■ EXERCISE TASK A
Please print everything in the charter schools article from "Shrewd philanthropists and" down to "become progressively weaker.", reproducing it word for word.

■ SELECTED EXCERPT

┌──

Why Charter Schools Aren’t a Magic Trick for Poor Kids

Printed from: https://newbostonpost.com/2017/04/14/why-charter-schools-arent-a-magic-trick-for-poor-kids/

Shrewd philanthropists and investors have helped to portray “school choice” in the form of publicly-funded charter schools as the kind of education reform that will finally satisfy the goal, starting with the authorization of the federal Elementary and Secondary Education Act in 1965, of increasing the academic performance of low-achieving students. However, there are at least three good reasons that private- or publicly-funded charters will not be the educational salvation of these students.

First, charters are being targeted chiefly to low-achieving children, segregating them in a school (not a classroom) with their academic peers. Second, their teachers will not be any stronger than the teachers in the regular public schools they left, and all will, it seems, become progressively weaker.

└──

(Raw records)

┌──

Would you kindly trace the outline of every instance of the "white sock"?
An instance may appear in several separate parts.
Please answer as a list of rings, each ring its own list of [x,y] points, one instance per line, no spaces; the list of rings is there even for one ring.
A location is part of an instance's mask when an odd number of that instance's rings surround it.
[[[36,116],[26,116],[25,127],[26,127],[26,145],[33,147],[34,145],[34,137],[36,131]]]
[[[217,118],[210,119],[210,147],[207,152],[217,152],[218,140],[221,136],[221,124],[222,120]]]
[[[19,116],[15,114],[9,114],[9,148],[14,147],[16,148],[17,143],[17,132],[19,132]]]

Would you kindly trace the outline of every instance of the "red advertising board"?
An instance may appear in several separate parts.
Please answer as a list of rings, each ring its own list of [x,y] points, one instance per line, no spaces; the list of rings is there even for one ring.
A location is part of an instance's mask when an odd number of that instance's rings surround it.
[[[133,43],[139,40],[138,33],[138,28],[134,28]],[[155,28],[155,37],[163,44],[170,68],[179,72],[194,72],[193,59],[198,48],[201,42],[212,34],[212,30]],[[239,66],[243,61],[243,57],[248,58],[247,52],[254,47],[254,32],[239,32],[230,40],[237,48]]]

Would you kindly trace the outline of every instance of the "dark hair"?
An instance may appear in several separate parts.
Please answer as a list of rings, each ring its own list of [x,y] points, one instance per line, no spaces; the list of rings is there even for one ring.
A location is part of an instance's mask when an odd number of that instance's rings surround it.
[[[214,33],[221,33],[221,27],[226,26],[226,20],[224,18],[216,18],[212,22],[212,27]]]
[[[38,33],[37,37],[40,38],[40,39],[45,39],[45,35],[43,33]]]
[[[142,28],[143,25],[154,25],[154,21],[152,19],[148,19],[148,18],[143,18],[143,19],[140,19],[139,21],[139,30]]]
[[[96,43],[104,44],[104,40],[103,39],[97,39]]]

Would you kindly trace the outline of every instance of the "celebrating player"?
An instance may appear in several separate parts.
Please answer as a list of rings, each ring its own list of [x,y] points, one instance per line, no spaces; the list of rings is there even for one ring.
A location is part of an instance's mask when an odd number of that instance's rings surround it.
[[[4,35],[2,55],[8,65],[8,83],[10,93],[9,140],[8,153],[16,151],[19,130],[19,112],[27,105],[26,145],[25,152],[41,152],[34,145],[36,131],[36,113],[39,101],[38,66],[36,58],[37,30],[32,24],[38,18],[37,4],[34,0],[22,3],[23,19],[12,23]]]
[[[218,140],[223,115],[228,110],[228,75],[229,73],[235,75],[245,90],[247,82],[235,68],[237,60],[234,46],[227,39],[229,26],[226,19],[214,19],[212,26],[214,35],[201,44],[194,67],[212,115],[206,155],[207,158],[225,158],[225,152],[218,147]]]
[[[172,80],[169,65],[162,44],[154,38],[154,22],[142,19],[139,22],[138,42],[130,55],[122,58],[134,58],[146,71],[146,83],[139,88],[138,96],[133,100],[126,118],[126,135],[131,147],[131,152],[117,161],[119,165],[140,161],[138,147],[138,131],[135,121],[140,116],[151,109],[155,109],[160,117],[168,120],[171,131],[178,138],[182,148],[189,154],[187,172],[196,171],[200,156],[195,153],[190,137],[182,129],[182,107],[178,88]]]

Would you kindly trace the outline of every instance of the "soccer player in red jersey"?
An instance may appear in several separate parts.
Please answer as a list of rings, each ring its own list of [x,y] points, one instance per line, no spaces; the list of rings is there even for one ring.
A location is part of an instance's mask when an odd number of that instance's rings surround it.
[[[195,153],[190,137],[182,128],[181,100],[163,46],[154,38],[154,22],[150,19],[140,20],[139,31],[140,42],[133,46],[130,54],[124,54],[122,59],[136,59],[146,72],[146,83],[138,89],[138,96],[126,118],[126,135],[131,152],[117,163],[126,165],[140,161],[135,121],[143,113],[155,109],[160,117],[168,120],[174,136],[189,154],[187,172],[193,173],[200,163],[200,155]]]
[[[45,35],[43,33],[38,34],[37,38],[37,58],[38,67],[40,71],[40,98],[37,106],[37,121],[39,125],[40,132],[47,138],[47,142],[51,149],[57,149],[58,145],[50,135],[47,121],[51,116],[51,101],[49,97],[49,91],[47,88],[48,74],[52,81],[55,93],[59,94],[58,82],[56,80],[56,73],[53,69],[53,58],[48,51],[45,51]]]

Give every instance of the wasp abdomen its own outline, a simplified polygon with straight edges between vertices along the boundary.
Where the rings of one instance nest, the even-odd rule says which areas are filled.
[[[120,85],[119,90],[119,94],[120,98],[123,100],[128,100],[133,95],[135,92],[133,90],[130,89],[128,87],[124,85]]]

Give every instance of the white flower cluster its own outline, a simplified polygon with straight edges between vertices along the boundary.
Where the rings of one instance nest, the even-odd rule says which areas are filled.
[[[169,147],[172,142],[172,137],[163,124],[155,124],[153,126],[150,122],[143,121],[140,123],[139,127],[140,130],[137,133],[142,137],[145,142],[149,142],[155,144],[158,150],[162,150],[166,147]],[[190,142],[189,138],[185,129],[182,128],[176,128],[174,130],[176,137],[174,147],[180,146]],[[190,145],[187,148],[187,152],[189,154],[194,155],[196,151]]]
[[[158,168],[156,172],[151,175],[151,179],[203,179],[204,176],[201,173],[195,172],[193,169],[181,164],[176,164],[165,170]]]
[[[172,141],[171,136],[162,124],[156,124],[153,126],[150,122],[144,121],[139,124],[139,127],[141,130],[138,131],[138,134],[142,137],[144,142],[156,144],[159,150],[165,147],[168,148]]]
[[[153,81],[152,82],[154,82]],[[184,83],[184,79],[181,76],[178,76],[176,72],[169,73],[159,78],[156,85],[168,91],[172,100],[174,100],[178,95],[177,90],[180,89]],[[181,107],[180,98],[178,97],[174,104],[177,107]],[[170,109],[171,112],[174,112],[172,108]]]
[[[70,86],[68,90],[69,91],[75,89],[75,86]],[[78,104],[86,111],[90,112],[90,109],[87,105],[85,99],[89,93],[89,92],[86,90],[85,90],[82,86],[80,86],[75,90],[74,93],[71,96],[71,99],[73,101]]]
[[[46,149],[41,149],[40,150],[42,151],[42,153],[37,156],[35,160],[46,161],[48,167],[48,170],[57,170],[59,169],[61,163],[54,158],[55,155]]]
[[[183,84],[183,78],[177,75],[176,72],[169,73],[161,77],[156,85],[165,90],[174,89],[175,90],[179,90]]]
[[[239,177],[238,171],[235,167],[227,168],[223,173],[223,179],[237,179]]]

└──

■ EXERCISE TASK B
Output everything in the listing from its first line down to and including the line containing "[[[96,43],[104,44],[104,40],[103,39],[97,39]]]", unchanged.

■ EXERCISE SOLUTION A
Shrewd philanthropists and investors have helped to portray “school choice” in the form of publicly-funded charter schools as the kind of education reform that will finally satisfy the goal, starting with the authorization of the federal Elementary and Secondary Education Act in 1965, of increasing the academic performance of low-achieving students. However, there are at least three good reasons that private- or publicly-funded charters will not be the educational salvation of these students.

First, charters are being targeted chiefly to low-achieving children, segregating them in a school (not a classroom) with their academic peers. Second, their teachers will not be any stronger than the teachers in the regular public schools they left, and all will, it seems, become progressively weaker.

■ EXERCISE SOLUTION B
Would you kindly trace the outline of every instance of the "white sock"?
An instance may appear in several separate parts.
Please answer as a list of rings, each ring its own list of [x,y] points, one instance per line, no spaces; the list of rings is there even for one ring.
A location is part of an instance's mask when an odd number of that instance's rings surround it.
[[[36,116],[26,116],[25,127],[26,127],[26,145],[33,147],[34,145],[34,137],[36,131]]]
[[[217,118],[210,119],[210,147],[207,152],[217,152],[218,140],[221,136],[221,124],[222,120]]]
[[[19,116],[15,114],[9,114],[9,148],[14,147],[16,148],[17,143],[17,132],[19,132]]]

Would you kindly trace the outline of every instance of the "red advertising board"?
An instance may appear in several separate parts.
Please answer as a list of rings, each ring its own list of [x,y] points, one instance per line, no spaces; the list of rings is there even for one ring.
A location is part of an instance's mask when an odd number of that instance's rings surround it.
[[[133,43],[139,40],[138,33],[138,28],[134,28]],[[155,28],[155,37],[163,44],[170,68],[179,72],[194,72],[193,59],[198,48],[201,42],[212,34],[212,30]],[[239,66],[243,61],[243,57],[248,58],[247,52],[254,47],[254,32],[239,32],[230,40],[237,48]]]

Would you kindly trace the outline of every instance of the "dark hair"?
An instance may appear in several separate parts.
Please answer as a list of rings, each ring its own list of [x,y] points, one instance per line, no spaces; the list of rings is there even for one ring.
A location is part of an instance's mask when an odd number of that instance's rings surround it.
[[[214,33],[221,33],[221,27],[226,26],[226,20],[224,18],[216,18],[212,22],[212,27]]]
[[[38,33],[37,37],[40,38],[40,39],[45,39],[45,35],[43,33]]]
[[[142,28],[143,25],[154,25],[154,21],[152,19],[148,19],[148,18],[143,18],[143,19],[140,19],[139,21],[139,30]]]
[[[96,43],[104,44],[104,40],[103,39],[97,39]]]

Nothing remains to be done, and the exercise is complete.